-- Start --
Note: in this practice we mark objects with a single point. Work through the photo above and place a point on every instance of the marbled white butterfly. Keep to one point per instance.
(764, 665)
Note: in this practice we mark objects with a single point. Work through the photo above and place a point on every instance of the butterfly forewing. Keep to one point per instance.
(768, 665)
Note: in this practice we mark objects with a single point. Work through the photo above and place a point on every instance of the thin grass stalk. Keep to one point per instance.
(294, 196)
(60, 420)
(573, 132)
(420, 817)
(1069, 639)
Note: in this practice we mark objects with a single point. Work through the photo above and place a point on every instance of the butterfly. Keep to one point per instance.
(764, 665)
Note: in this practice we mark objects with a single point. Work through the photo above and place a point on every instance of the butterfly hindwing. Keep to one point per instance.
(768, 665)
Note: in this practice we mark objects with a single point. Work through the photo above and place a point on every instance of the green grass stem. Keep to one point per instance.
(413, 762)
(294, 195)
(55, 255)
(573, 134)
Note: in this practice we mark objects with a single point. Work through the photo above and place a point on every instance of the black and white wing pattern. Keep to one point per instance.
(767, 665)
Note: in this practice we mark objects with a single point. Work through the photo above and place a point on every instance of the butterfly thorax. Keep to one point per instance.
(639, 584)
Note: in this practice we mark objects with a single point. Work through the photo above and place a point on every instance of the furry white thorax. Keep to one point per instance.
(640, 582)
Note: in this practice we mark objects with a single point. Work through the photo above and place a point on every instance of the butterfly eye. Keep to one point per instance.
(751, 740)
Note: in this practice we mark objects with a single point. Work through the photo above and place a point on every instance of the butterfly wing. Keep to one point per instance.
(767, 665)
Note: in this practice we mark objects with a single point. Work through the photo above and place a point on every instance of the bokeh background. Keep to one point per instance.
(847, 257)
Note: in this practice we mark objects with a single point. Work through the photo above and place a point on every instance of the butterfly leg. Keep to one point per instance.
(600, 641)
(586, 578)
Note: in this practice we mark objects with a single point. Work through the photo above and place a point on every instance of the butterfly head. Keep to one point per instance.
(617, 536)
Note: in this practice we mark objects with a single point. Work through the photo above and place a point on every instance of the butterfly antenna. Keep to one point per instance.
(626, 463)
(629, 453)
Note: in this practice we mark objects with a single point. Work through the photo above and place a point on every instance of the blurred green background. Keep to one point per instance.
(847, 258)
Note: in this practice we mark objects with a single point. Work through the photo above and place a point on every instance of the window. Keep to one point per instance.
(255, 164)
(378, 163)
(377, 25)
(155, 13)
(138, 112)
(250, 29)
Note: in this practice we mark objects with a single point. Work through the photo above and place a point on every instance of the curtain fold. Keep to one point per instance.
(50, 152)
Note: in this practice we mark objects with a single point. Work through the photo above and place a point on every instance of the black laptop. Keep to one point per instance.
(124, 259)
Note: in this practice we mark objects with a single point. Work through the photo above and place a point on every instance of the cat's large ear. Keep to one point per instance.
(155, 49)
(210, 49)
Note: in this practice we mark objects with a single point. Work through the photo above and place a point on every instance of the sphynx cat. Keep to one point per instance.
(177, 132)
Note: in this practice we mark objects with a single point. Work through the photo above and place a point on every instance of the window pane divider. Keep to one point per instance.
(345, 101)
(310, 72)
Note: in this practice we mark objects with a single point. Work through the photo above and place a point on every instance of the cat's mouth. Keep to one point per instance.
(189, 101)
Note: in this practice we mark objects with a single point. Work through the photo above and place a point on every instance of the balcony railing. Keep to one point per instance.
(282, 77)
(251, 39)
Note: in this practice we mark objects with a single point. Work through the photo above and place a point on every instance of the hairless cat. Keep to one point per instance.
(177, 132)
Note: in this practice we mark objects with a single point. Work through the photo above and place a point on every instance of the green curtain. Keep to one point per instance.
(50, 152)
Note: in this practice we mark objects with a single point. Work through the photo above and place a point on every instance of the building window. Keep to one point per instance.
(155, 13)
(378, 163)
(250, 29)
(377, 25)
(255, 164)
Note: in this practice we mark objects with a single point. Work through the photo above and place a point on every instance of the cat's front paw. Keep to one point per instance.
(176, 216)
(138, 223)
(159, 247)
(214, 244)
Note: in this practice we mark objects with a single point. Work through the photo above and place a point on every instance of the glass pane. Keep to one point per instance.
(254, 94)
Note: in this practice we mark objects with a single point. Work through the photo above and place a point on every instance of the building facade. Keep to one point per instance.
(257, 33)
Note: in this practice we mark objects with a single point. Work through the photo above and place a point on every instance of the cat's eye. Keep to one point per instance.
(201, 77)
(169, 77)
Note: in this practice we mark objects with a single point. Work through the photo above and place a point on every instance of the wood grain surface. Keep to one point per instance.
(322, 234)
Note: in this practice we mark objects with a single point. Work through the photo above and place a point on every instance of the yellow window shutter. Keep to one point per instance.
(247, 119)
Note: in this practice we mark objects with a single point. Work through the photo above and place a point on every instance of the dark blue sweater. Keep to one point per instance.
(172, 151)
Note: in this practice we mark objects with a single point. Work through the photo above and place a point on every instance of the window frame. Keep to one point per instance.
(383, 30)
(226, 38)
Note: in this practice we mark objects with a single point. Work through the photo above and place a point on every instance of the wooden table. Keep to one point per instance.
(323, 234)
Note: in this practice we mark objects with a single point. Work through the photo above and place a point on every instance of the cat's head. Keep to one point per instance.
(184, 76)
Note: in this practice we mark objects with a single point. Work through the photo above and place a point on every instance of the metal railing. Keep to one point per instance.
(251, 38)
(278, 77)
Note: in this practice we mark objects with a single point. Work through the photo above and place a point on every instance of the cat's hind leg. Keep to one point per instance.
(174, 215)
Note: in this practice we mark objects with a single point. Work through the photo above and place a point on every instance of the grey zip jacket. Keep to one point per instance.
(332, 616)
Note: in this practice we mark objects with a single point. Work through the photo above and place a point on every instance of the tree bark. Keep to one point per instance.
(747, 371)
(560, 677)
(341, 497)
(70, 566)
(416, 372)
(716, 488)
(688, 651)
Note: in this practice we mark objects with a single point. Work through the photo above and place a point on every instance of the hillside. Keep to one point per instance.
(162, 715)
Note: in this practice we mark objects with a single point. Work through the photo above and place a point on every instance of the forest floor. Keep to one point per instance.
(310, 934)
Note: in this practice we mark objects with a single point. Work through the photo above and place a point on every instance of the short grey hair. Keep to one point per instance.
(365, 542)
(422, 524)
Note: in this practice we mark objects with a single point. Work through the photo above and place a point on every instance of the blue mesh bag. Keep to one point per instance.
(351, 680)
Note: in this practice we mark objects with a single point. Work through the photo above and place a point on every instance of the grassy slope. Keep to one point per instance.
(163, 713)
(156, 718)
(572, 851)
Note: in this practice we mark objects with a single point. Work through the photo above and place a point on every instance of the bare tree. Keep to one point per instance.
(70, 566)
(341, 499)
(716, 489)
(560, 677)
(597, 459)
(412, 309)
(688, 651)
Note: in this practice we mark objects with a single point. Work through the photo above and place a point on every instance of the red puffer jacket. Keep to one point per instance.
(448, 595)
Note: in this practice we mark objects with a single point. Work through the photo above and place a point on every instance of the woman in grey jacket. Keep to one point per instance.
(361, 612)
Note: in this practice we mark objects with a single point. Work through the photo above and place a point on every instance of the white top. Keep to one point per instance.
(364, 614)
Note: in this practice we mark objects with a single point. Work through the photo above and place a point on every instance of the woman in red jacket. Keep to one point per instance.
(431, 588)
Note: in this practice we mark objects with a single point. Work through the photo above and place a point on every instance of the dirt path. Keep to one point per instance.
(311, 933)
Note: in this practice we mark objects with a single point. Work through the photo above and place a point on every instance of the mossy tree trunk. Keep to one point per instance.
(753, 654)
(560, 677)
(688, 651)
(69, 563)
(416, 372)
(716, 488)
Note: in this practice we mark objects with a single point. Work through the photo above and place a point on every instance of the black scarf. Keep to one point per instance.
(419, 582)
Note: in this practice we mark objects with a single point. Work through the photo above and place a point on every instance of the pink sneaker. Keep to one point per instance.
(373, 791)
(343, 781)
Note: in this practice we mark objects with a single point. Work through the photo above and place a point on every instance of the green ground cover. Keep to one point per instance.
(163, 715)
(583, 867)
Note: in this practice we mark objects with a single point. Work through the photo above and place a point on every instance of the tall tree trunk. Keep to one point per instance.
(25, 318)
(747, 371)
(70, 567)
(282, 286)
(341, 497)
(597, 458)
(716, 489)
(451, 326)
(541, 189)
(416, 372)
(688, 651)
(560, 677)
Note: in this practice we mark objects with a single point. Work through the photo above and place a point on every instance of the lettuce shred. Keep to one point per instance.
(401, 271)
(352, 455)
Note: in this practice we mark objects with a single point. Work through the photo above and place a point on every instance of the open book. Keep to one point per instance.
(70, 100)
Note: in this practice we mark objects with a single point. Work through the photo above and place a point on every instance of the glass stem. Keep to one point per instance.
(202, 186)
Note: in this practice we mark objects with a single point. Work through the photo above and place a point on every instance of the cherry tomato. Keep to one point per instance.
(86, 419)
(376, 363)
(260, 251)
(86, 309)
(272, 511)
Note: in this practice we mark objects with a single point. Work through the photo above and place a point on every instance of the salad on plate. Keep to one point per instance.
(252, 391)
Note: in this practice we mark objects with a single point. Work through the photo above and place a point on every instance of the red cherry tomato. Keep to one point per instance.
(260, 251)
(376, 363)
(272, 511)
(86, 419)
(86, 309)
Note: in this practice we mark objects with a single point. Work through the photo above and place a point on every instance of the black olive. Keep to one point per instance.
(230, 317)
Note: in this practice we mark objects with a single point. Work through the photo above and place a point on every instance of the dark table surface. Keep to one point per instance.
-- End --
### What to produce
Duplicate, word for word, the lines of the records above from the line containing "forewing. Keep to one point per instance." through the line containing "(1069, 639)", including both of those lines.

### Solution for this problem
Note: in this practice we mark objects with a single point. Work through the photo above and place a point on every instance of the butterfly forewing. Keep to one point per instance.
(768, 665)
Note: in this practice we mark objects with a single point. Work through the photo above and place a point on every instance of the thin grass stalk. Keep to one point per instance.
(294, 196)
(60, 420)
(573, 132)
(420, 817)
(1069, 639)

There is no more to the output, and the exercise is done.